Text passage:
Prothero, who wrote the book Religious Literacy, says Huckabee may think he's scoring points with his base.

"You could imagine that ... this is his secret code way that he could speak to evangelicals without alienating more secular people," Prothero says. "But the faulty part of that strategy is the evangelicals don't even necessarily know these stories."

Finally, we happened upon Vicky Frey. She attends a megachurch of 2,500 people in Omaha, Neb. She got every question right. So she was asked about one more Huckabee quote for the bonus round:

"It's almost like when the prophet was looking for a king. He came down, looked through all of Jesse's sons, went through a whole bunch of them, and said, 'Is this all you got?'"

Before the question was finished, Frey was nodding and smiling.

"And that would be Samuel the prophet came down and went through all of the sons — I think there were seven of them — and David was the last one," she quickly responded, adding, "Jesse said, 'No, I still have one more son, but he's the youngest and he's out in the field tending the sheep,' and he chose him.

"And so the lesson that we're supposed to learn from that," she explained, "is it's not on our physical appearance that we're judged, but it's on our heart. So the prophet knew that David would be king because he had the proper heart."

Information provided:
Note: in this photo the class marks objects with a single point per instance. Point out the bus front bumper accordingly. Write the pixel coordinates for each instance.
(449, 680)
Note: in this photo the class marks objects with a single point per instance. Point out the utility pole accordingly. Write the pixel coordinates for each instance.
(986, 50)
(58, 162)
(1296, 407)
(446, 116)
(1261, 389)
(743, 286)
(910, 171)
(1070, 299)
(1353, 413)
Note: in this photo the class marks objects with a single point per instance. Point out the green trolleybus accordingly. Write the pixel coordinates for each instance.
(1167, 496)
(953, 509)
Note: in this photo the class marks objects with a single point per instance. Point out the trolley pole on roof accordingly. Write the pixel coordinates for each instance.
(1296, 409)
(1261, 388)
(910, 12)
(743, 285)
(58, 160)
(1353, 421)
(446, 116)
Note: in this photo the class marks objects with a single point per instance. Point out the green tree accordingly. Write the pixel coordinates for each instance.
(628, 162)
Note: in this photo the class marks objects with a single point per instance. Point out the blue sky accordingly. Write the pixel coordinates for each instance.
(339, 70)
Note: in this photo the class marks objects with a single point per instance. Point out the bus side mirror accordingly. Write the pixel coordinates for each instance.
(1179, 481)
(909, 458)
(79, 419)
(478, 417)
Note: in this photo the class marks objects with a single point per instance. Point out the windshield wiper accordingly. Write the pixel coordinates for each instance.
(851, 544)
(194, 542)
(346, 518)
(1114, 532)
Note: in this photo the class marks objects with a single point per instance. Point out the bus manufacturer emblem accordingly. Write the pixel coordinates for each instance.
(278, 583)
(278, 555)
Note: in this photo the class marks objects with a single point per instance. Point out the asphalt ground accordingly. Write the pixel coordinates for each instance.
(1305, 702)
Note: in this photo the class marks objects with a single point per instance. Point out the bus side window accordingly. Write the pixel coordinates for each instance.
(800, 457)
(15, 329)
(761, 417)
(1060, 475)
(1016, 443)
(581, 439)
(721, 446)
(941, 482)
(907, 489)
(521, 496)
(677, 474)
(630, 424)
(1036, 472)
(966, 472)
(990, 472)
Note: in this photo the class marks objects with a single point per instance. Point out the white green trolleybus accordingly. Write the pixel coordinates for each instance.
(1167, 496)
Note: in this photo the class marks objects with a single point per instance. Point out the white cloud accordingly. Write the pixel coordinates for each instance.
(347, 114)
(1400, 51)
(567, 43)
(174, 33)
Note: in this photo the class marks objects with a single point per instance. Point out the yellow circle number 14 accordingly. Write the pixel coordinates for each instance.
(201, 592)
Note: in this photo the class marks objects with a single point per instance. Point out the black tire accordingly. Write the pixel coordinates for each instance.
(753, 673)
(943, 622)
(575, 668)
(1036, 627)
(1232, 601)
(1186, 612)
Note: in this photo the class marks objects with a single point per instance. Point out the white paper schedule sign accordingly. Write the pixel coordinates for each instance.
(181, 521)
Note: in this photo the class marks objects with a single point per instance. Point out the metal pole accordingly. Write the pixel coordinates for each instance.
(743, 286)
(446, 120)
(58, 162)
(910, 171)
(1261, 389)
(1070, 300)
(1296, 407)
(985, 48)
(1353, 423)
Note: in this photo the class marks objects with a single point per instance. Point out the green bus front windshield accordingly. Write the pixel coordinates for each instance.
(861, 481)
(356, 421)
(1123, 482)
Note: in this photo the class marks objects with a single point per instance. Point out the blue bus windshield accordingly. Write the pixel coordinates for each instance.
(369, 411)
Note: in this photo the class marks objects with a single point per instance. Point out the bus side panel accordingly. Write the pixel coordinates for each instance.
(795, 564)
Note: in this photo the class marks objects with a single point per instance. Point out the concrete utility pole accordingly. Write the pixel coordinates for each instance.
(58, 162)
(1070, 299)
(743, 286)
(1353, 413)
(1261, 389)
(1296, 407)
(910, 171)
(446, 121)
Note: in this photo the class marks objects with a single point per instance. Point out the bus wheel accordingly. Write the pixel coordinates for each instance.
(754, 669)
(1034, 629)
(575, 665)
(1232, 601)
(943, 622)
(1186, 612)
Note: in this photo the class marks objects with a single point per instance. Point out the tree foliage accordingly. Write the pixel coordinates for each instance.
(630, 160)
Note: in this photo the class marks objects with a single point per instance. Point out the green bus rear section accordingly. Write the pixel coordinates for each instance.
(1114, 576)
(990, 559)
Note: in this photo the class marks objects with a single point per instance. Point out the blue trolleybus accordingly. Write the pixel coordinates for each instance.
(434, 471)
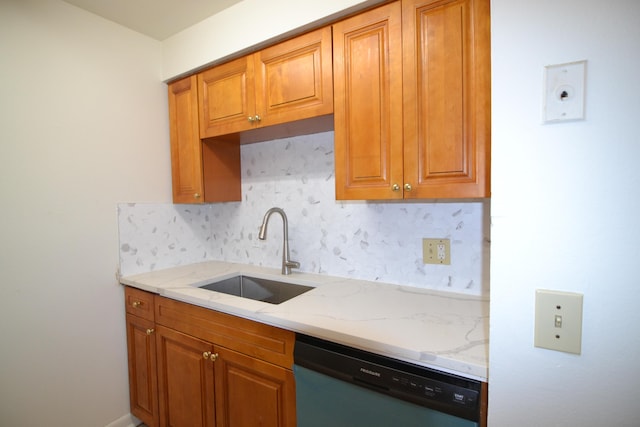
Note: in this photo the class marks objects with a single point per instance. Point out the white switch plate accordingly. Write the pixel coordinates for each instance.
(558, 321)
(564, 92)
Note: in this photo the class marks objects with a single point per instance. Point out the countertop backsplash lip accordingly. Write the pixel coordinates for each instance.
(442, 330)
(357, 240)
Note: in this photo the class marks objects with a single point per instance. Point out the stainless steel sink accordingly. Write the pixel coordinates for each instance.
(271, 291)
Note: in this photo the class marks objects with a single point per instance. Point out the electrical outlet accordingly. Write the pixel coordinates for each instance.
(558, 321)
(436, 251)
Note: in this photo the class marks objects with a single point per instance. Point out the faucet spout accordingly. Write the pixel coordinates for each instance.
(287, 264)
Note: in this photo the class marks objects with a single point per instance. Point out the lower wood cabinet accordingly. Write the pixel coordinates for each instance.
(208, 368)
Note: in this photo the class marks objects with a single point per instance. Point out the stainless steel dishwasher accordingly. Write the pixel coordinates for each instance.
(341, 386)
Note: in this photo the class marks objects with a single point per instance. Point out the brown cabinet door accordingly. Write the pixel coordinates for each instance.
(185, 380)
(227, 98)
(294, 79)
(367, 70)
(143, 387)
(446, 98)
(250, 392)
(186, 149)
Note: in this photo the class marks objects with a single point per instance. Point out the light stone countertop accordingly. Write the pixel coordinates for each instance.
(441, 330)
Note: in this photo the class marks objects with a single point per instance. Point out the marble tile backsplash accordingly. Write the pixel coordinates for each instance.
(363, 240)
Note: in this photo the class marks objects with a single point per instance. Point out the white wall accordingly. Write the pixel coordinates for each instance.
(245, 25)
(565, 211)
(83, 126)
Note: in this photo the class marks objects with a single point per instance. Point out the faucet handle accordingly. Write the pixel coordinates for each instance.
(292, 264)
(287, 265)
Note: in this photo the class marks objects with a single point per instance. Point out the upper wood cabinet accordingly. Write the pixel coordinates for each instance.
(412, 106)
(201, 170)
(367, 61)
(283, 83)
(186, 150)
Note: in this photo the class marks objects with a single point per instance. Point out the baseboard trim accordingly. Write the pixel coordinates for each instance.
(127, 420)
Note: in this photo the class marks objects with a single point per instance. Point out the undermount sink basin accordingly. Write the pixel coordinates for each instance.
(271, 291)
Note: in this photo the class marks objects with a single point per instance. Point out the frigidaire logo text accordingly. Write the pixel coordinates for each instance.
(370, 372)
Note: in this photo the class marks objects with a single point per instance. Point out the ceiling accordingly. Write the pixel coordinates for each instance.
(158, 19)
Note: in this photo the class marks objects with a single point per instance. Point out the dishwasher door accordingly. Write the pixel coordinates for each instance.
(323, 401)
(340, 386)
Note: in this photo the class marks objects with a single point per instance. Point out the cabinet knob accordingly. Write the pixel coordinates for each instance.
(207, 355)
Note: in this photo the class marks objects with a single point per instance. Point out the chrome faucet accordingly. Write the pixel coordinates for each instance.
(287, 264)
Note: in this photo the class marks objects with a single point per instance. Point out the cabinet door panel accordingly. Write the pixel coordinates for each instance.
(446, 98)
(251, 392)
(186, 151)
(185, 380)
(143, 386)
(227, 98)
(368, 104)
(293, 79)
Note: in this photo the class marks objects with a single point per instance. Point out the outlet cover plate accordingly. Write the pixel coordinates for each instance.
(564, 91)
(558, 324)
(436, 251)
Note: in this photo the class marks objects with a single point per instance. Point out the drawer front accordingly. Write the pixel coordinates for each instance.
(264, 342)
(139, 303)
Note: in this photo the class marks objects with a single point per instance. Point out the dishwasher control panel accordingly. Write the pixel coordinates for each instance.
(431, 388)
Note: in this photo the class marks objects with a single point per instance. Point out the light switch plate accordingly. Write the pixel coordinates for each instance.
(564, 91)
(558, 321)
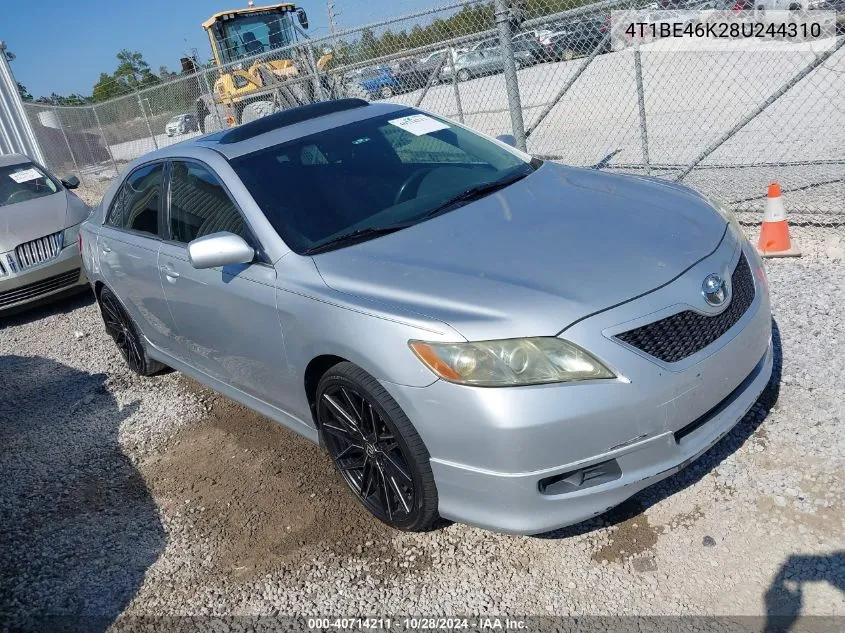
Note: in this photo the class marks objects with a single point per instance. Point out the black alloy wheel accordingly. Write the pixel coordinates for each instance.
(125, 335)
(376, 449)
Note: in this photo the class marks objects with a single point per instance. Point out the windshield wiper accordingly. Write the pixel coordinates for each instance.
(473, 193)
(358, 235)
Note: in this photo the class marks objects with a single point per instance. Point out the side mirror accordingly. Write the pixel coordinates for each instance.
(302, 17)
(219, 249)
(508, 139)
(71, 182)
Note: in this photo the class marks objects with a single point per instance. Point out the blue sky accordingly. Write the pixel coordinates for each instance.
(65, 52)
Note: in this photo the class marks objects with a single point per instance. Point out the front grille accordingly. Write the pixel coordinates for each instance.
(38, 251)
(34, 290)
(683, 334)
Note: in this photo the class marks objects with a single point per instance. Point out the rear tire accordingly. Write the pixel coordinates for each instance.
(125, 333)
(376, 449)
(257, 110)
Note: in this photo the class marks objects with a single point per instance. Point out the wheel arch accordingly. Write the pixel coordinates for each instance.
(316, 369)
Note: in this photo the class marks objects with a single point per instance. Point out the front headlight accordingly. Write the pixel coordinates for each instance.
(723, 210)
(70, 235)
(510, 362)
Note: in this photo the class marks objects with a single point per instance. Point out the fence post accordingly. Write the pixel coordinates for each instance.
(67, 143)
(146, 120)
(451, 53)
(511, 81)
(318, 85)
(428, 84)
(211, 100)
(105, 140)
(638, 68)
(817, 61)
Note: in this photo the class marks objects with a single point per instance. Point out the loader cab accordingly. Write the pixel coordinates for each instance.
(246, 32)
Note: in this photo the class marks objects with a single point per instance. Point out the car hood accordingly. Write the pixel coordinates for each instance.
(531, 259)
(36, 218)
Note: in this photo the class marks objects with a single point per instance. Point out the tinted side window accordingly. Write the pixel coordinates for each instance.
(115, 216)
(135, 206)
(199, 205)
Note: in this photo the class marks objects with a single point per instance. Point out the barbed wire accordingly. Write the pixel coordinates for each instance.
(585, 97)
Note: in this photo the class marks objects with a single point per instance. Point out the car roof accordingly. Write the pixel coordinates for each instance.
(14, 159)
(280, 127)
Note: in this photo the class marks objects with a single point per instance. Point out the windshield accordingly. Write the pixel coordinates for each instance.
(254, 33)
(22, 182)
(393, 169)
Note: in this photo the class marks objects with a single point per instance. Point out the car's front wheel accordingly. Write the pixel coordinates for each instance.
(376, 449)
(120, 327)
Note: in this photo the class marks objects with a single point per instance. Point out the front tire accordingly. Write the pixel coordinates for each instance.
(120, 327)
(376, 449)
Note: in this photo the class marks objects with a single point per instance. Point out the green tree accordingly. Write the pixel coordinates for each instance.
(107, 87)
(24, 93)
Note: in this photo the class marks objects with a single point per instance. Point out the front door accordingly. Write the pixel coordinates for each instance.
(226, 319)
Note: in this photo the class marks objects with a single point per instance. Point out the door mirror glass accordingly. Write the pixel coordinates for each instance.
(508, 139)
(219, 249)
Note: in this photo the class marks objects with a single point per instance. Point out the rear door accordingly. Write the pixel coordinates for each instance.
(128, 251)
(226, 317)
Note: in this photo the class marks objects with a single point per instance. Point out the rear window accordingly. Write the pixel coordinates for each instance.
(24, 181)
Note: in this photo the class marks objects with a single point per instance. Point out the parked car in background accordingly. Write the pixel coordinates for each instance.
(182, 124)
(381, 82)
(39, 229)
(579, 38)
(448, 316)
(485, 62)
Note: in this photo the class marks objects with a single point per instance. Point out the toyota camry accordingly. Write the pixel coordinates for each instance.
(470, 332)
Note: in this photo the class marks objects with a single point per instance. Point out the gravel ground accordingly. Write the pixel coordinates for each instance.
(128, 496)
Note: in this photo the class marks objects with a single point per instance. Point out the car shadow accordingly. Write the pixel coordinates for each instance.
(79, 527)
(784, 596)
(693, 473)
(62, 304)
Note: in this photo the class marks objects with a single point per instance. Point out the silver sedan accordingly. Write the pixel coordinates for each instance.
(39, 229)
(471, 332)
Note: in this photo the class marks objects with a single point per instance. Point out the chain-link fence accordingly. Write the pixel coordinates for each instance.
(726, 119)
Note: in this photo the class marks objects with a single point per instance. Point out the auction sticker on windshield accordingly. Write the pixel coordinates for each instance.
(419, 124)
(26, 175)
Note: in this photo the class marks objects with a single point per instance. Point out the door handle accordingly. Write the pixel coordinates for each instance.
(169, 272)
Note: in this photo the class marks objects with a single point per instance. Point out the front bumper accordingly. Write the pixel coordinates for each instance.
(57, 276)
(492, 449)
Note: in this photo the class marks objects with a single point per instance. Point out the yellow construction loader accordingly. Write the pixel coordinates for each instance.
(265, 63)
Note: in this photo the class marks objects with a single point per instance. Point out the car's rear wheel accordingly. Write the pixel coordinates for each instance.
(376, 449)
(125, 334)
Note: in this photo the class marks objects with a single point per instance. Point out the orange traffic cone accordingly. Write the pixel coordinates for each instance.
(775, 240)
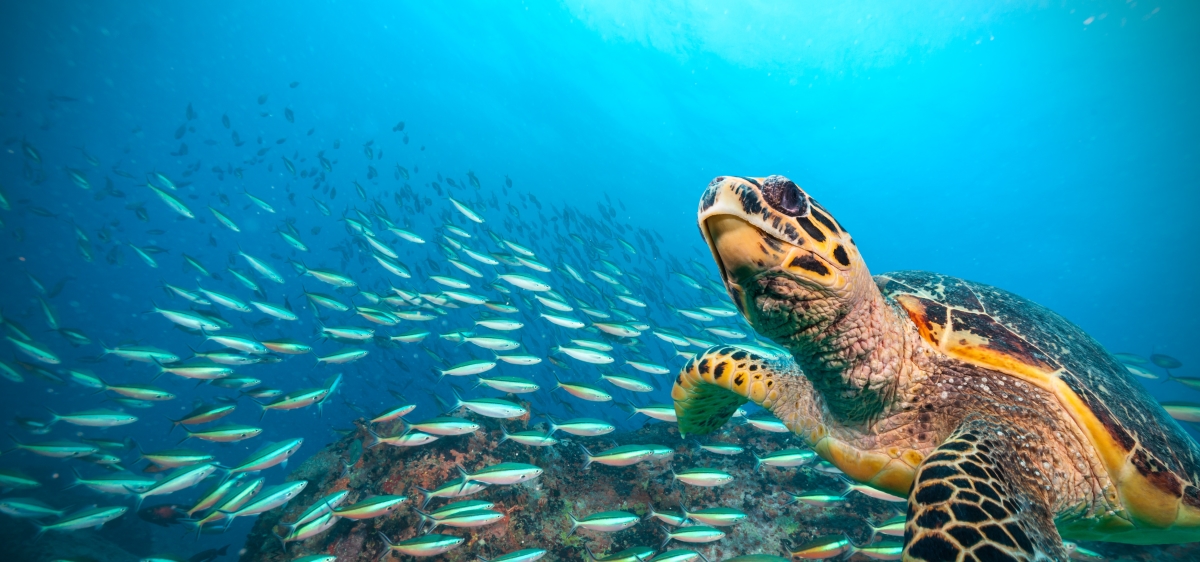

Written problem 1:
Transcribe the passage on Huckabee's biblical references between "Finally, we happened" and "nodding and smiling.", inclusive.
Written problem 2:
Answer these questions using the passage on Huckabee's biblical references.
(a) What is the title of the book that Prothero wrote?
(b) How many people attend Vicky Frey's megachurch, and in what city is it located?
(c) According to Frey, what was Jesse's youngest son doing when the prophet came?

Correct result 1:
Finally, we happened upon Vicky Frey. She attends a megachurch of 2,500 people in Omaha, Neb. She got every question right. So she was asked about one more Huckabee quote for the bonus round:

"It's almost like when the prophet was looking for a king. He came down, looked through all of Jesse's sons, went through a whole bunch of them, and said, 'Is this all you got?'"

Before the question was finished, Frey was nodding and smiling.

Correct result 2:
(a) Religious Literacy
(b) 2,500 people; Omaha, Neb.
(c) He was out in the field tending the sheep.